Tasks to perform –
**1.** Reproduce the portion of the case study from "Proactive reporting to" up to and including "identify potential infections.".
**2.** Based on the case study, decide whether each statement below is true: (a) SCCA first used Splunk Enterprise to analyze data from NetApp filers; (b) the Splunk App for NetApp Data ONTAP lets the IT infrastructure team monitor all NetApp filers from one central location; (c) the team uses NetApp's vscan API to encrypt CIFS shares. Answer yes or no for each, and quote the words from the case study that decide it.

Provided passage –
◆ ◆ ◆ ◆ ◆ ◆ ◆

Case Study

Seattle Cancer Care Alliance Gains Visibility Into NetApp Storage Systems

Executive Summary

Seattle Cancer Care Alliance (SCCA) is a cancer treatment center that unites doctors from Fred Hutchinson Cancer Research Center, UW Medicine and Seattle Children’s to lead the world in the prevention and treatment of cancer.  SCCA’s IT infrastructure team needed to gain comprehensive operational visibility into the company’s datacenter and enterprise infrastructure. Since deploying the Splunk platform, SCCA has seen benefits including:

  • A single pane-of-glass view into systems throughout the enterprise
  • Reduced troubleshooting times
  • Critical insights into storage system health
Challenges
    • Lack of operational visibility into the company’s datacenter and enterprise infrastructure
    • No unified view across all systems
    • Critical need for understanding and pinpointing the source of performance degradations 
Business Impact
    • Operational visibility into enterprise infrastructure
    • Comprehensive insight into performance metrics
    • Significantly improved troubleshooting efforts/MTTR
    • Reduced storage monitoring costs 

Data Sources
    • NetApp performance, logs and configuration data
    • Security events
    • Windows & Linux events/Network Syslog
    • Postfix mail logs
    • Juniper SRX structured logs 

Why Splunk

With no unified view across all systems, understanding the historical behavior of NetApp filers and pinpointing the exact source of performance degradations was proving a challenge for SCCA’s IT infrastructure team. In addition, troubleshooting storage issues and gaining insight into performance metrics—such as latency—involved creating and running custom scripts via several different monitoring tools. Splunk Enterprise has proved to be a powerful and easy-to-use solution that even novice IT admins at SCCA could understand and use in daily monitoring tasks.

Proactive reporting to identify potential infections

SCCA first started using Splunk Enterprise for analyzing machine data from firewalls, Windows servers and mail server events data. The company then began to use the software to get proactive reporting out of NetApp’s vscan API, which the team uses for anti-virus scanning on CIFS shares to identify potential infections.

Instant visibility into storage systems with the Splunk App for NetApp Data ONTAP

Deploying the Splunk App for NetApp Data ONTAP has proven extremely useful for SCCA. The app has enabled the IT infrastructure team to monitor all NetApp filers from one central location and get instant visibility into the health of SCCA’s storage systems. Without having to deploy multiple monitoring solutions, SCCA can now analyze storage performance trends either in real time or over a desired period. The team is able to spot issues such as abnormal latency of a particular volume and compare it with other entities of interest.

◆ ◆ ◆ ◆ ◆ ◆ ◆

Segmentation mask data –
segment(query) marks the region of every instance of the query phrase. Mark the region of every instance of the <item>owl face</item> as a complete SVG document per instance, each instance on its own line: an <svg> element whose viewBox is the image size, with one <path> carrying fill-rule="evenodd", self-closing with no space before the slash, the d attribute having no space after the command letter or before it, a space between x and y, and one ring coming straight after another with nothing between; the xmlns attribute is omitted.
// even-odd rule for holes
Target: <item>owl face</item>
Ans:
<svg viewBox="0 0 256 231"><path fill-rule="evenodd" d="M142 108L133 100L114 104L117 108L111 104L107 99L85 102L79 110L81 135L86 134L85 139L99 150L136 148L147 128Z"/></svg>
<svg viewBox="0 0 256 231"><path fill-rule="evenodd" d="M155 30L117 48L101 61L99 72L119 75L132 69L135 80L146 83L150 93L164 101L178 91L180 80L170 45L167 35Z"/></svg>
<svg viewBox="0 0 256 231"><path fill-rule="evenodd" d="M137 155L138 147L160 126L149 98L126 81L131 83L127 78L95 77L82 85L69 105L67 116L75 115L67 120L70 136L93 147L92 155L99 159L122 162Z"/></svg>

◆ ◆ ◆ ◆ ◆ ◆ ◆

Responses –
**1.**
Proactive reporting to identify potential infections

SCCA first started using Splunk Enterprise for analyzing machine data from firewalls, Windows servers and mail server events data. The company then began to use the software to get proactive reporting out of NetApp’s vscan API, which the team uses for anti-virus scanning on CIFS shares to identify potential infections.

**2.**
(a) No. "SCCA first started using Splunk Enterprise for analyzing machine data from firewalls, Windows servers and mail server events data."
(b) Yes. "The app has enabled the IT infrastructure team to monitor all NetApp filers from one central location"
(c) No. "which the team uses for anti-virus scanning on CIFS shares to identify potential infections"